[OBJETIVO DA TAREFA]:
Redigite fielmente o trecho do texto sobre Annie Ernaux, começando em "Um dos livros" e indo até "tradução é minha)".

═══ TEXTO FORNECIDO ═══

Um dos livros de Annie Ernaux que eu prefiro é “Passion Simple”, pequena obra de 77 páginas na qual, após uma grande paixão seguida de uma grande desilusão, ela nos entrega o que aprendeu com essa avassaladora experiência: “Quando eu era menina, para mim o luxo eram os casacos de pele, os vestidos longos e as mansões à beira mar. Mais tarde, pensei que o luxo seria levar uma vida de intelectual. Parece-me agora que é também poder viver uma paixão por um homem ou uma mulher”. (“Passion Simple”, 1991, p. 77. A tradução é minha)

Outro de meus preferidos é um livro teórico, que consiste em uma entrevista que ela concede a Frédéric-Yves Jeannet, intitulado “L´écriture comme un couteau” (Éditions Gallimard, 2003). O tema da longa entrevista é justamente a escritura e seus desafios. Durante um ano Frédéric-Yves enviou a Annie Ernaux questões sobre a composição de seus livros e sobretudo a respeito da “proposta” de sua obra. A tradução do título desta obra é A escritura como uma faca, o que pode chocar o leitor, mas é exatamente assim que ela vê o ato da escritura como “algo de duro, de pesado, até mesmo violento, ligado às condições de vida”. Assim, para a autora, a escritura deve se transformar em uma arma diante das calamidades, devendo ser utilizada como uma faca afiada, como uma arma. Salvar do esquecimento os seres e as coisas na sociedade é a grande motivação de sua obra, sendo, como ela própria afirma, a motivação maior de sua própria existência.

═══ TRECHOS DOS DADOS ═══

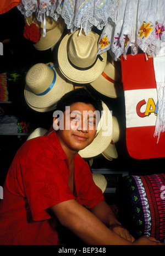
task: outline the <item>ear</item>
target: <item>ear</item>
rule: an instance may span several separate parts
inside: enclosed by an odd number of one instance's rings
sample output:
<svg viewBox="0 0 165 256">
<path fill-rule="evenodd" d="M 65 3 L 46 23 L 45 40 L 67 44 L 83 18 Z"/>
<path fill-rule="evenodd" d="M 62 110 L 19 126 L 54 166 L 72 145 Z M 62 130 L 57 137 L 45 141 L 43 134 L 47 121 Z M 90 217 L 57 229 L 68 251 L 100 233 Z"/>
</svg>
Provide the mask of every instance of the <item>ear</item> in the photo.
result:
<svg viewBox="0 0 165 256">
<path fill-rule="evenodd" d="M 59 128 L 59 120 L 57 117 L 54 117 L 53 118 L 53 127 L 55 130 L 58 130 Z"/>
</svg>

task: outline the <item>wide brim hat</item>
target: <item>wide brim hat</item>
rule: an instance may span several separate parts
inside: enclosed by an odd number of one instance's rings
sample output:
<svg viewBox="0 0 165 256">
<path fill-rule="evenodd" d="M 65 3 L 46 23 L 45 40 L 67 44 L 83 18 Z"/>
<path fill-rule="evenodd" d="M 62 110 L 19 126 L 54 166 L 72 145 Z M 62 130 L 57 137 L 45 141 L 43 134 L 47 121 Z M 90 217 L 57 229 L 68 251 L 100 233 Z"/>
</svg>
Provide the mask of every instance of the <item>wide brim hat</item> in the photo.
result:
<svg viewBox="0 0 165 256">
<path fill-rule="evenodd" d="M 98 124 L 98 132 L 92 142 L 79 151 L 84 158 L 90 158 L 100 155 L 109 145 L 112 138 L 112 116 L 107 105 L 102 102 L 103 111 Z"/>
<path fill-rule="evenodd" d="M 102 72 L 107 60 L 107 52 L 97 55 L 99 35 L 90 31 L 85 35 L 78 30 L 62 40 L 58 51 L 59 66 L 69 80 L 78 83 L 89 83 Z"/>
<path fill-rule="evenodd" d="M 58 100 L 72 91 L 73 84 L 52 62 L 38 63 L 28 71 L 24 96 L 28 106 L 41 112 L 53 110 Z"/>
<path fill-rule="evenodd" d="M 103 193 L 107 186 L 107 181 L 104 175 L 101 174 L 92 174 L 93 180 L 96 186 L 101 189 Z"/>
<path fill-rule="evenodd" d="M 120 128 L 117 118 L 112 117 L 112 138 L 108 147 L 102 153 L 102 154 L 109 161 L 118 156 L 115 143 L 117 142 L 120 137 Z"/>
<path fill-rule="evenodd" d="M 98 92 L 111 98 L 117 98 L 120 93 L 121 76 L 117 65 L 112 61 L 109 55 L 102 74 L 90 85 Z"/>
<path fill-rule="evenodd" d="M 31 139 L 38 137 L 40 136 L 43 136 L 44 134 L 47 132 L 46 129 L 42 127 L 38 127 L 34 130 L 30 135 L 28 136 L 26 140 L 29 140 Z"/>
<path fill-rule="evenodd" d="M 65 23 L 61 17 L 56 21 L 50 16 L 46 16 L 46 35 L 43 36 L 44 22 L 41 23 L 38 21 L 34 13 L 29 17 L 26 17 L 25 22 L 29 26 L 34 23 L 41 30 L 41 36 L 38 42 L 34 44 L 34 47 L 40 51 L 54 47 L 59 40 L 65 26 Z"/>
</svg>

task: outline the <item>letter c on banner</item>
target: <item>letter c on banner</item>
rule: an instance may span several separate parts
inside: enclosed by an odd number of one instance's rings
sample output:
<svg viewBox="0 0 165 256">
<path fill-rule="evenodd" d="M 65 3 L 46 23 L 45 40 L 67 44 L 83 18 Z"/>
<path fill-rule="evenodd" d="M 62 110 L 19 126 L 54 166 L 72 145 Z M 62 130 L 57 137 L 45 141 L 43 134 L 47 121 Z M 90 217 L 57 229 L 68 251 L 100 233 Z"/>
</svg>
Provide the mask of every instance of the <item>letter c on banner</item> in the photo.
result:
<svg viewBox="0 0 165 256">
<path fill-rule="evenodd" d="M 142 100 L 142 101 L 139 101 L 139 102 L 137 104 L 136 106 L 136 113 L 140 117 L 145 117 L 145 112 L 141 112 L 140 111 L 141 107 L 146 104 L 146 102 L 145 100 Z"/>
</svg>

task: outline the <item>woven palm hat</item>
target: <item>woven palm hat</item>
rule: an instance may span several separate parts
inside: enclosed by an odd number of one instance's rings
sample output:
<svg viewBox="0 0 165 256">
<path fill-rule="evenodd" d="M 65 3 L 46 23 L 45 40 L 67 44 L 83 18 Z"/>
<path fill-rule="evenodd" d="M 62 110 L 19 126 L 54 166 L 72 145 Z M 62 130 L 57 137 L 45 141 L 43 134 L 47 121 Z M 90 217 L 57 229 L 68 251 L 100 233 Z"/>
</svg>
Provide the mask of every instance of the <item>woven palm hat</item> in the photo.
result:
<svg viewBox="0 0 165 256">
<path fill-rule="evenodd" d="M 107 186 L 107 181 L 105 177 L 102 174 L 95 173 L 93 173 L 92 176 L 94 182 L 103 193 Z"/>
<path fill-rule="evenodd" d="M 28 71 L 24 96 L 33 109 L 41 112 L 53 110 L 58 101 L 72 91 L 73 85 L 53 63 L 38 63 Z"/>
<path fill-rule="evenodd" d="M 112 117 L 112 138 L 108 147 L 102 153 L 108 160 L 111 161 L 113 158 L 118 158 L 118 153 L 115 143 L 119 139 L 120 128 L 119 123 L 116 117 Z"/>
<path fill-rule="evenodd" d="M 61 17 L 57 21 L 50 16 L 46 16 L 45 18 L 45 36 L 43 36 L 44 22 L 41 23 L 38 21 L 34 13 L 31 16 L 26 17 L 25 19 L 26 24 L 30 26 L 32 23 L 34 23 L 41 32 L 40 40 L 34 44 L 34 47 L 40 51 L 54 46 L 60 39 L 65 26 L 65 23 Z"/>
<path fill-rule="evenodd" d="M 79 151 L 84 158 L 92 158 L 100 154 L 109 145 L 112 138 L 112 116 L 107 105 L 102 102 L 103 111 L 98 124 L 98 132 L 92 142 Z"/>
<path fill-rule="evenodd" d="M 98 92 L 111 98 L 117 98 L 119 95 L 119 82 L 121 76 L 115 64 L 112 62 L 109 55 L 107 56 L 106 66 L 98 77 L 90 82 Z"/>
<path fill-rule="evenodd" d="M 44 134 L 47 132 L 46 129 L 38 127 L 34 130 L 30 135 L 28 136 L 26 140 L 29 140 L 34 138 L 38 137 L 40 136 L 43 136 Z"/>
<path fill-rule="evenodd" d="M 58 51 L 59 68 L 68 79 L 78 83 L 87 83 L 102 72 L 107 52 L 97 55 L 99 35 L 92 31 L 86 35 L 79 30 L 69 33 L 62 40 Z"/>
</svg>

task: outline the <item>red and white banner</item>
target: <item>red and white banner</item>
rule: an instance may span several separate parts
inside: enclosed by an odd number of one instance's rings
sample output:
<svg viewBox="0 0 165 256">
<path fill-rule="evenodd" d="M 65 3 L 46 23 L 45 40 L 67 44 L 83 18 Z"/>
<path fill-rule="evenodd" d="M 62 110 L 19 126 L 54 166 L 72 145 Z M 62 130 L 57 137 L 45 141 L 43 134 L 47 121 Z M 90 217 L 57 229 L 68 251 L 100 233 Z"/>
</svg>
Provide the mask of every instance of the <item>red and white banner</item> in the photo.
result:
<svg viewBox="0 0 165 256">
<path fill-rule="evenodd" d="M 153 137 L 157 95 L 153 59 L 145 54 L 121 56 L 126 116 L 126 143 L 129 155 L 143 159 L 165 156 L 165 133 Z"/>
</svg>

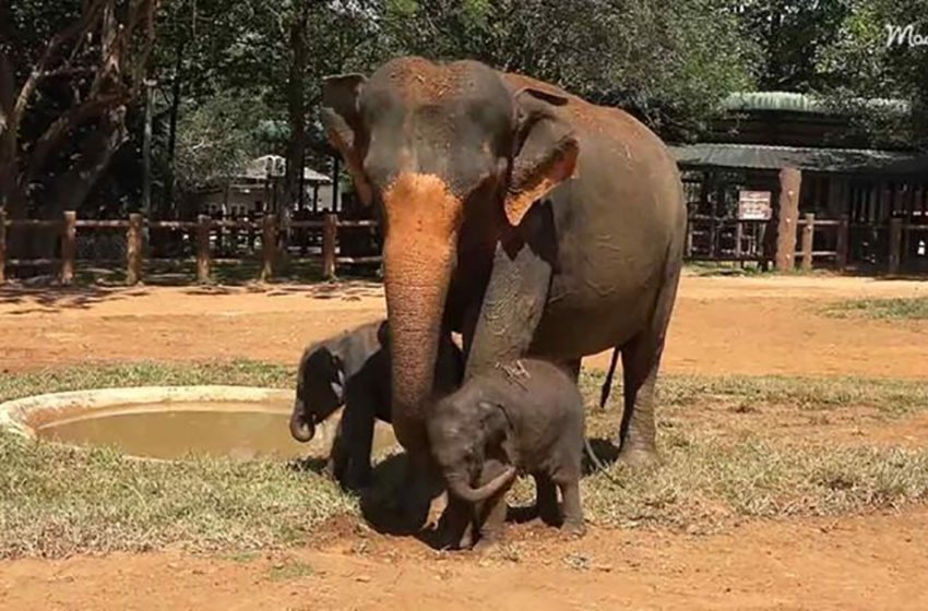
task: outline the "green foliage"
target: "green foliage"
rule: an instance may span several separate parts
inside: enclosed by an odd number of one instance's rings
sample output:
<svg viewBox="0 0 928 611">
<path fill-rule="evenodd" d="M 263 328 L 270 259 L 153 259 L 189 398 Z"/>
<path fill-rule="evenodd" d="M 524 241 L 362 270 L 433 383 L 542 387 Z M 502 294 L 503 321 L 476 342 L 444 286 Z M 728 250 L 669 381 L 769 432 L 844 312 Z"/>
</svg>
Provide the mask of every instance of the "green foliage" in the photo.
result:
<svg viewBox="0 0 928 611">
<path fill-rule="evenodd" d="M 725 0 L 402 0 L 392 48 L 474 58 L 638 113 L 669 137 L 699 132 L 719 100 L 751 86 L 754 50 Z"/>
<path fill-rule="evenodd" d="M 834 318 L 862 316 L 878 320 L 928 320 L 928 298 L 855 299 L 829 307 Z"/>
<path fill-rule="evenodd" d="M 266 119 L 271 109 L 260 99 L 228 91 L 180 107 L 175 178 L 182 191 L 215 185 L 254 157 L 285 140 Z M 269 129 L 272 128 L 272 129 Z"/>
</svg>

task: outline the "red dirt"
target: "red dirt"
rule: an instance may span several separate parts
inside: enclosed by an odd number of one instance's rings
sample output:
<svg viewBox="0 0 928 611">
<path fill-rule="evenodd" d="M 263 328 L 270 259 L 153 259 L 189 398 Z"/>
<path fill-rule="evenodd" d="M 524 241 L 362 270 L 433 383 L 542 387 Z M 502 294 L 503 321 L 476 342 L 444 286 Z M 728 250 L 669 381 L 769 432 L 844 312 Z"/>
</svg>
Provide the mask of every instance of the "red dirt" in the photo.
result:
<svg viewBox="0 0 928 611">
<path fill-rule="evenodd" d="M 928 283 L 687 277 L 664 370 L 928 379 L 928 322 L 820 313 L 835 299 L 925 295 Z M 235 357 L 295 364 L 305 343 L 383 314 L 380 288 L 360 284 L 3 289 L 0 370 Z M 775 408 L 731 416 L 718 406 L 686 419 L 725 434 L 778 420 L 784 434 L 928 440 L 924 415 L 882 422 L 854 406 L 805 420 Z M 0 609 L 926 609 L 927 528 L 924 508 L 756 520 L 711 536 L 594 528 L 570 542 L 528 525 L 513 527 L 507 558 L 480 558 L 338 524 L 325 540 L 253 560 L 163 552 L 0 562 Z M 302 576 L 287 578 L 294 566 Z"/>
<path fill-rule="evenodd" d="M 926 609 L 928 512 L 723 535 L 522 527 L 509 552 L 343 536 L 253 560 L 178 553 L 0 563 L 3 609 Z M 297 567 L 287 578 L 287 567 Z"/>
</svg>

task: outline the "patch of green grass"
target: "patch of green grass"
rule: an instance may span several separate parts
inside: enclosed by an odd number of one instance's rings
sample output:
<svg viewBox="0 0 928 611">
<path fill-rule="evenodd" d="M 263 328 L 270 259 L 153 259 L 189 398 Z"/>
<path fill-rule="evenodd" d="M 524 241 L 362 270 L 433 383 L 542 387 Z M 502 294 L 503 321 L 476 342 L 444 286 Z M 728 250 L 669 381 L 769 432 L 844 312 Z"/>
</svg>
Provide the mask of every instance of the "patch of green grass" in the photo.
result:
<svg viewBox="0 0 928 611">
<path fill-rule="evenodd" d="M 255 361 L 139 363 L 0 374 L 0 398 L 105 386 L 248 384 L 293 387 L 290 367 Z M 590 405 L 600 373 L 584 373 Z M 620 412 L 616 381 L 606 412 L 593 410 L 590 434 L 609 438 Z M 706 402 L 743 409 L 787 405 L 840 410 L 871 406 L 896 417 L 928 409 L 928 387 L 855 379 L 667 376 L 659 403 L 699 410 Z M 662 415 L 662 412 L 664 415 Z M 666 422 L 665 422 L 666 423 Z M 680 432 L 682 431 L 682 432 Z M 664 525 L 706 531 L 742 517 L 836 515 L 928 501 L 928 451 L 790 441 L 788 436 L 726 438 L 662 426 L 665 464 L 641 472 L 621 466 L 584 479 L 587 516 L 597 524 Z M 400 481 L 402 460 L 385 459 L 378 488 Z M 394 472 L 395 471 L 395 472 Z M 534 496 L 530 480 L 514 500 Z M 273 462 L 192 459 L 154 463 L 107 450 L 75 450 L 0 433 L 0 558 L 180 547 L 235 554 L 305 541 L 326 519 L 359 515 L 357 499 L 319 476 Z M 285 567 L 275 578 L 311 574 Z"/>
<path fill-rule="evenodd" d="M 928 297 L 853 299 L 833 303 L 825 308 L 824 313 L 836 319 L 928 320 Z"/>
<path fill-rule="evenodd" d="M 0 402 L 44 393 L 148 385 L 229 384 L 292 388 L 295 375 L 296 363 L 285 367 L 251 360 L 69 367 L 35 373 L 0 374 Z"/>
<path fill-rule="evenodd" d="M 688 274 L 700 277 L 770 275 L 761 268 L 760 263 L 746 263 L 741 266 L 737 263 L 693 261 L 687 263 L 683 268 Z"/>
<path fill-rule="evenodd" d="M 621 380 L 616 376 L 609 396 L 610 409 L 621 409 Z M 580 384 L 584 396 L 599 405 L 605 374 L 584 371 Z M 754 405 L 789 405 L 800 409 L 837 409 L 842 406 L 873 407 L 903 415 L 928 408 L 928 384 L 906 380 L 864 378 L 784 378 L 668 375 L 658 380 L 659 404 L 693 406 L 706 400 L 730 400 L 750 410 Z"/>
<path fill-rule="evenodd" d="M 294 559 L 287 559 L 271 567 L 272 582 L 289 582 L 290 579 L 311 577 L 314 574 L 316 570 L 310 564 Z"/>
<path fill-rule="evenodd" d="M 665 464 L 583 481 L 598 524 L 706 531 L 738 517 L 837 515 L 928 501 L 928 450 L 665 435 Z"/>
</svg>

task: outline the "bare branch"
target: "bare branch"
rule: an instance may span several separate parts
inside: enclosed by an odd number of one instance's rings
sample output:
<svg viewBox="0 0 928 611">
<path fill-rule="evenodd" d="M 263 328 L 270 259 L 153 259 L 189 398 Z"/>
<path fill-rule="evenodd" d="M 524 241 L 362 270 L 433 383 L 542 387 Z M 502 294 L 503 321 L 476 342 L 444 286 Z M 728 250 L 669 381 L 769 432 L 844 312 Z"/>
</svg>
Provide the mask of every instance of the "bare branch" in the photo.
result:
<svg viewBox="0 0 928 611">
<path fill-rule="evenodd" d="M 23 176 L 22 184 L 28 184 L 36 176 L 38 176 L 45 167 L 48 157 L 61 146 L 61 143 L 74 128 L 98 117 L 109 108 L 126 104 L 127 101 L 128 96 L 124 93 L 98 96 L 86 100 L 80 106 L 69 109 L 58 117 L 58 119 L 52 121 L 48 129 L 45 130 L 41 137 L 36 141 L 32 155 L 29 155 L 28 167 Z"/>
</svg>

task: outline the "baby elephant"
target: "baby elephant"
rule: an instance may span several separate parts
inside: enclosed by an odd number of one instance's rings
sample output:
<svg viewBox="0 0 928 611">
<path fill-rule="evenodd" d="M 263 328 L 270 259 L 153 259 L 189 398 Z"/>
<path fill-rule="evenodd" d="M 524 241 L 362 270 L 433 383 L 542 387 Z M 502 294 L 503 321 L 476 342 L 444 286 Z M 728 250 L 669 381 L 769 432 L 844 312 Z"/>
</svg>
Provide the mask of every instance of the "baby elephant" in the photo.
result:
<svg viewBox="0 0 928 611">
<path fill-rule="evenodd" d="M 370 482 L 374 421 L 391 421 L 389 340 L 386 321 L 369 323 L 309 346 L 299 362 L 290 434 L 300 442 L 312 440 L 316 426 L 344 405 L 325 474 L 346 488 Z M 445 335 L 436 363 L 436 392 L 452 392 L 463 374 L 461 350 Z"/>
<path fill-rule="evenodd" d="M 432 454 L 450 491 L 445 534 L 469 547 L 502 535 L 505 492 L 517 472 L 534 477 L 537 506 L 548 524 L 581 536 L 580 476 L 585 440 L 583 398 L 555 364 L 523 359 L 468 380 L 429 415 Z"/>
</svg>

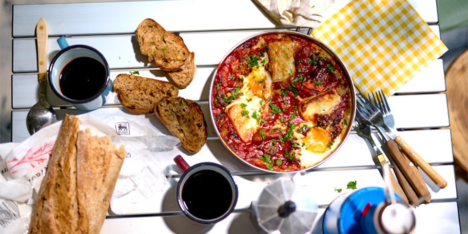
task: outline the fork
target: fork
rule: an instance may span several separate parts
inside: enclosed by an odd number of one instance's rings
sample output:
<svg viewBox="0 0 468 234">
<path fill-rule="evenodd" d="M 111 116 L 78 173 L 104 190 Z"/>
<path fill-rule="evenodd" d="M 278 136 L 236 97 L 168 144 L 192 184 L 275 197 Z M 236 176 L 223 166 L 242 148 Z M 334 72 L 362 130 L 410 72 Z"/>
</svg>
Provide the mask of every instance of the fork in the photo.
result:
<svg viewBox="0 0 468 234">
<path fill-rule="evenodd" d="M 363 101 L 360 100 L 358 102 L 358 108 L 356 109 L 356 116 L 360 116 L 359 118 L 364 123 L 376 127 L 376 129 L 382 136 L 382 139 L 381 140 L 384 142 L 385 149 L 389 153 L 388 156 L 391 156 L 389 158 L 392 163 L 393 163 L 394 166 L 396 165 L 400 169 L 404 175 L 405 178 L 407 180 L 408 183 L 411 185 L 411 186 L 414 189 L 417 195 L 420 198 L 423 198 L 424 201 L 426 203 L 430 202 L 431 193 L 429 192 L 429 190 L 426 186 L 426 184 L 424 183 L 424 180 L 417 168 L 413 164 L 411 163 L 407 158 L 405 157 L 401 153 L 398 149 L 398 147 L 395 144 L 395 142 L 388 136 L 386 136 L 385 131 L 380 127 L 377 127 L 378 126 L 374 122 L 369 120 L 369 118 L 363 113 L 363 112 L 368 112 L 368 110 L 364 109 L 365 106 L 363 107 L 362 103 L 361 103 L 361 102 Z M 378 109 L 377 110 L 378 111 Z M 380 112 L 379 114 L 382 115 Z M 382 118 L 381 117 L 380 118 L 381 119 Z M 417 205 L 419 205 L 419 204 L 417 204 Z"/>
<path fill-rule="evenodd" d="M 440 188 L 445 187 L 447 186 L 447 182 L 427 162 L 416 153 L 410 146 L 410 145 L 398 135 L 398 131 L 395 127 L 393 115 L 390 111 L 386 99 L 384 99 L 385 95 L 382 94 L 382 97 L 376 98 L 375 99 L 375 103 L 378 103 L 377 105 L 379 106 L 379 107 L 374 105 L 370 100 L 360 93 L 357 96 L 358 105 L 360 109 L 364 114 L 364 116 L 366 117 L 377 128 L 384 129 L 387 134 L 401 148 L 404 154 L 410 158 L 411 161 L 418 166 Z M 375 95 L 374 96 L 375 97 Z M 382 112 L 385 113 L 385 115 L 382 114 Z"/>
<path fill-rule="evenodd" d="M 376 144 L 376 142 L 372 138 L 371 126 L 362 123 L 362 121 L 360 119 L 362 116 L 357 116 L 356 117 L 354 122 L 353 123 L 353 128 L 357 132 L 358 135 L 366 140 L 367 143 L 370 145 L 371 148 L 372 148 L 373 151 L 372 152 L 373 153 L 372 156 L 374 161 L 380 165 L 382 170 L 384 170 L 383 168 L 385 167 L 385 165 L 388 165 L 388 163 L 383 157 L 383 153 L 379 148 L 380 146 L 378 146 Z M 383 176 L 383 174 L 382 174 Z M 403 199 L 405 203 L 409 204 L 410 202 L 408 200 L 408 198 L 406 197 L 405 192 L 403 191 L 403 189 L 400 184 L 398 183 L 398 181 L 397 181 L 397 179 L 395 179 L 393 174 L 391 174 L 389 176 L 390 183 L 395 192 Z"/>
</svg>

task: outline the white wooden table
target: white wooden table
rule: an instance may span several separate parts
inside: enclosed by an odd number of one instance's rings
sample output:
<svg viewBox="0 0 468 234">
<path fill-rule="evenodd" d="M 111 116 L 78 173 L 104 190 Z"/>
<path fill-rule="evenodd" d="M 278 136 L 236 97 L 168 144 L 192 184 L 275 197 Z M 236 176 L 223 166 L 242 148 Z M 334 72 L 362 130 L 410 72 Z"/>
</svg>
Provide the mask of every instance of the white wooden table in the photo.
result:
<svg viewBox="0 0 468 234">
<path fill-rule="evenodd" d="M 337 2 L 342 4 L 347 1 Z M 438 33 L 436 0 L 410 2 Z M 208 105 L 211 75 L 225 53 L 241 40 L 277 27 L 252 2 L 166 0 L 14 5 L 13 9 L 11 140 L 14 142 L 29 136 L 25 118 L 28 109 L 37 101 L 34 32 L 41 17 L 48 25 L 48 63 L 60 50 L 56 39 L 65 35 L 70 45 L 87 44 L 100 50 L 108 60 L 112 80 L 121 73 L 138 70 L 142 76 L 166 80 L 164 72 L 148 63 L 138 49 L 134 31 L 146 18 L 153 18 L 167 30 L 180 33 L 189 49 L 196 53 L 196 75 L 179 95 L 196 100 L 202 106 L 208 125 L 208 140 L 196 155 L 189 156 L 177 149 L 174 155 L 182 154 L 189 164 L 218 162 L 239 173 L 236 176 L 240 192 L 236 209 L 213 225 L 202 225 L 189 220 L 180 215 L 177 204 L 176 178 L 171 179 L 160 196 L 134 206 L 126 215 L 108 217 L 103 233 L 257 232 L 248 208 L 266 183 L 279 176 L 254 170 L 230 154 L 215 133 Z M 50 87 L 47 89 L 47 99 L 54 107 L 59 119 L 66 113 L 83 113 L 59 100 Z M 451 132 L 443 128 L 450 125 L 445 91 L 442 61 L 439 59 L 388 99 L 401 135 L 448 183 L 445 188 L 432 193 L 430 204 L 416 209 L 415 233 L 460 232 Z M 122 108 L 115 93 L 110 93 L 106 99 L 102 108 Z M 154 118 L 150 115 L 148 118 Z M 320 225 L 320 218 L 327 205 L 339 195 L 334 187 L 350 180 L 357 181 L 358 188 L 384 185 L 367 145 L 354 132 L 337 154 L 309 172 L 307 176 L 317 188 L 314 196 L 320 209 L 316 227 Z"/>
</svg>

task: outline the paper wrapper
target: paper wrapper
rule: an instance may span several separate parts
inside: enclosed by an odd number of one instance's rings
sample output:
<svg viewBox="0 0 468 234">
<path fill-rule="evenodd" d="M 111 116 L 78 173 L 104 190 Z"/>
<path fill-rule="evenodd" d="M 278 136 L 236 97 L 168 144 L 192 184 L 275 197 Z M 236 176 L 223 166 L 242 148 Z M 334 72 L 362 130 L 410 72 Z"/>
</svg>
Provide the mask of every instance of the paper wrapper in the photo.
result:
<svg viewBox="0 0 468 234">
<path fill-rule="evenodd" d="M 179 140 L 160 131 L 155 116 L 101 108 L 77 115 L 80 129 L 111 137 L 128 153 L 111 199 L 111 210 L 125 213 L 134 203 L 151 197 L 167 186 L 166 167 L 173 164 L 171 150 Z M 21 143 L 0 144 L 0 233 L 25 233 L 62 121 L 46 127 Z M 169 165 L 169 166 L 168 166 Z M 5 189 L 4 188 L 7 188 Z M 3 229 L 2 229 L 3 228 Z"/>
<path fill-rule="evenodd" d="M 338 54 L 364 94 L 382 89 L 393 95 L 448 50 L 406 0 L 350 1 L 321 23 L 311 20 L 309 25 L 301 23 L 307 19 L 302 15 L 328 15 L 334 8 L 318 12 L 314 3 L 320 1 L 255 1 L 283 25 L 316 26 L 312 35 Z M 290 13 L 288 7 L 302 13 Z M 275 16 L 276 9 L 281 17 Z"/>
</svg>

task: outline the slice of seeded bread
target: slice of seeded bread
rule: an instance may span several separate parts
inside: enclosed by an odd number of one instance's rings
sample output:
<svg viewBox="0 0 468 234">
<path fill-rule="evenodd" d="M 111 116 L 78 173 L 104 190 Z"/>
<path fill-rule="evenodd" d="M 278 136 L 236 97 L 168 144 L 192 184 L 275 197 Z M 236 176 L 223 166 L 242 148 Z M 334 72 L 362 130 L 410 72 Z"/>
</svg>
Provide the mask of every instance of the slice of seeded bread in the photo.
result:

═══

[RESPOSTA AO EXERCÍCIO]:
Um dos livros de Annie Ernaux que eu prefiro é “Passion Simple”, pequena obra de 77 páginas na qual, após uma grande paixão seguida de uma grande desilusão, ela nos entrega o que aprendeu com essa avassaladora experiência: “Quando eu era menina, para mim o luxo eram os casacos de pele, os vestidos longos e as mansões à beira mar. Mais tarde, pensei que o luxo seria levar uma vida de intelectual. Parece-me agora que é também poder viver uma paixão por um homem ou uma mulher”. (“Passion Simple”, 1991, p. 77. A tradução é minha)